── DATA UNDER STUDY ──

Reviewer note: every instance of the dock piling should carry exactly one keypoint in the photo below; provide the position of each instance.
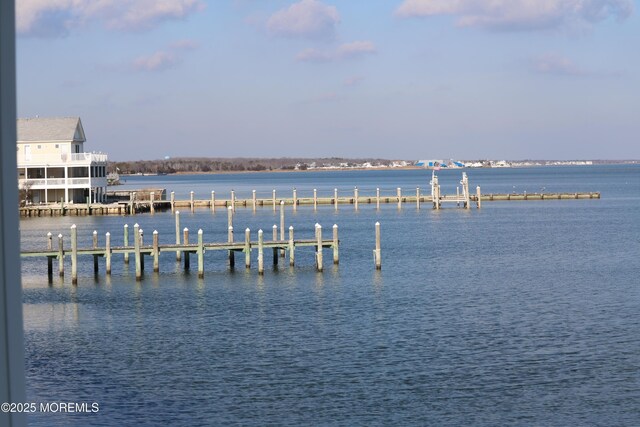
(376, 252)
(200, 254)
(95, 256)
(74, 255)
(291, 247)
(260, 252)
(319, 247)
(126, 243)
(60, 255)
(336, 258)
(185, 241)
(247, 248)
(178, 253)
(107, 252)
(136, 249)
(156, 252)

───

- _TASK DIRECTIONS_:
A faithful, complete copy of the records above is required, one that contains no pictures.

- _WRITTEN SOLUTION_:
Reviewer note: every instance of the dock piling should carry exactly one keypoint in the photo below; provide the position of each instance.
(376, 252)
(200, 254)
(95, 256)
(74, 255)
(291, 247)
(260, 252)
(319, 247)
(126, 243)
(60, 255)
(336, 258)
(185, 241)
(247, 248)
(178, 253)
(107, 252)
(136, 249)
(156, 252)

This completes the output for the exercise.